### Things to do
[a] Answer these questions from the Twiggy article, one line each:
(i) In whose salon was 16-year-old Lesley Hornby transformed into Twiggy?
(ii) Who declared Twiggy "The Face Of ’66"?
(iii) For how many cycles did Twiggy judge America's Next Top Model?
[b] Please turn the paragraph of the Twiggy article beginning "Millennials might remember" into a short bulleted list that keeps its main facts.

### Selected text

>>>>>

UK Supermodel Twiggy Reflects On Ageing, Injectables & 60 Years In the Spotlight
One of the original supermodels, Twiggy’s illustrious career is immortalised on-screen in director Sadie Frost’s documentary. Twiggy speaks to Viva about her new film, the defining moments of the past 60 years, and how she’s not planning on slowing down anytime soon.
With her doe-eyed gaze, elfin features and strikingly dark eyelashes, 16-year-old Lesley Hornby stepped into the Mayfair salon of celebrity hairstylist Leonard Lewis and walked out as Twiggy, her newly golden blonde hair chopped into a razor-sharp pixie cut.
Her androgynous look challenged conventional beauty norms, which led to Daily Express fashion editor Deidre McSharry boldly declaring Twiggy as “The Face Of ’66″ – a title which transformed the London teen to a global fashion icon.
Millennials might remember Twiggy’s stint as a judge on America’s Next Top Model for four cycles from 2005 to 2007. She hasn’t seen the controversial Reality Check: Inside America’s Next Top Model documentary, which questioned the ethics of the show, treatment of contestants and host Tyra Banks’ responsibility for the problems, but says she always got on “really well” with model and host Tyra Banks.
“I had very little to do with the part where the girls were in the house. I’d just turn up for judging and they’d come into the studio. I was kind of removed from it, really,” she says.

<<<<<

### Information supplied
>>>>>

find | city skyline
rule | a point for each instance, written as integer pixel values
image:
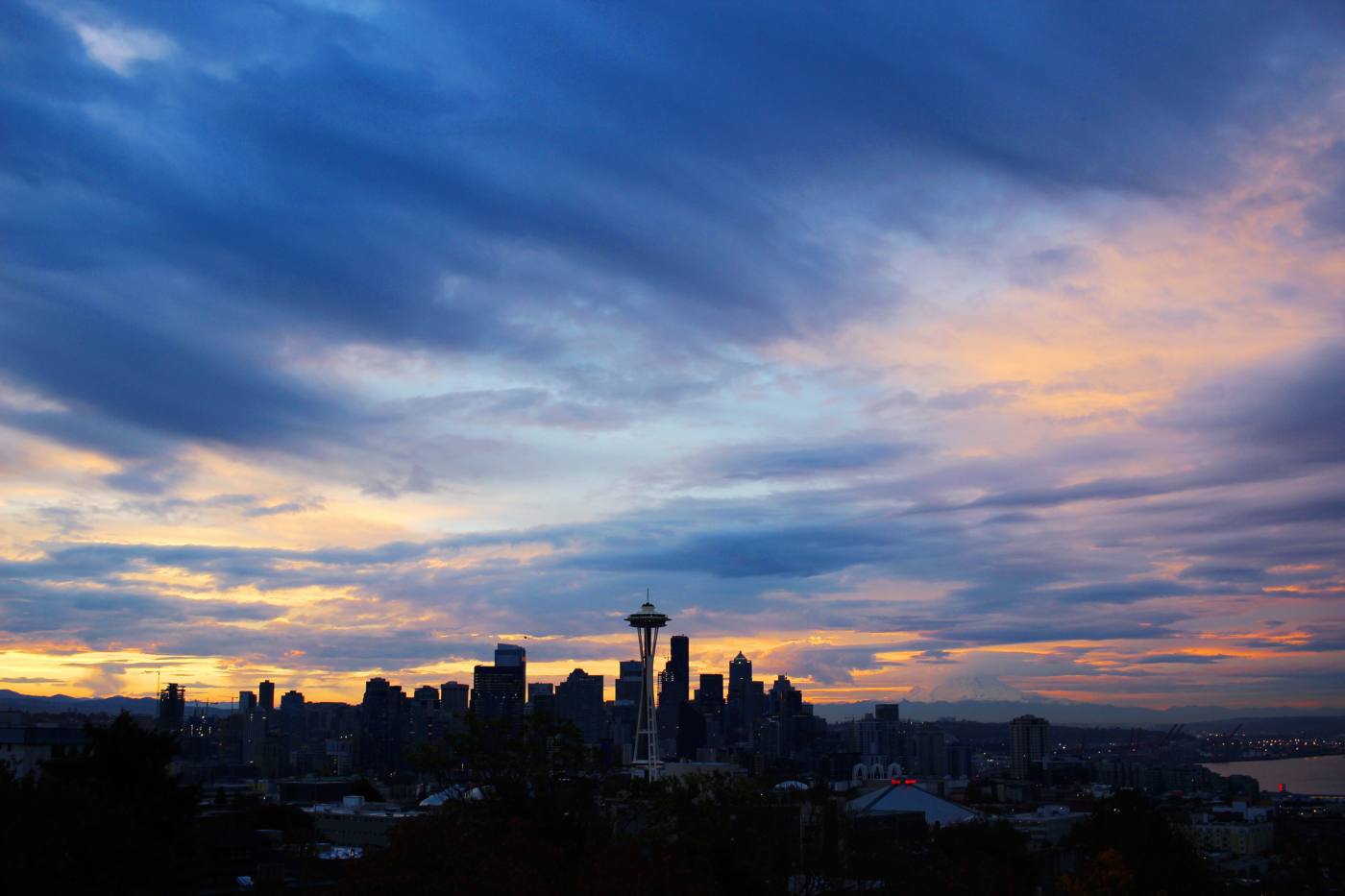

<<<<<

### Exercise responses
[a]
(i) The celebrity hairstylist Leonard Lewis, in his Mayfair salon.
(ii) Deidre McSharry, fashion editor of the Daily Express.
(iii) Four cycles, from 2005 to 2007.

[b]
- Twiggy was a judge on America's Next Top Model for four cycles, from 2005 to 2007.
- She hasn't seen the documentary Reality Check: Inside America's Next Top Model.
- That documentary questioned the show's ethics, its treatment of contestants and host Tyra Banks' responsibility for the problems.
- Twiggy says she always got on "really well" with Tyra Banks.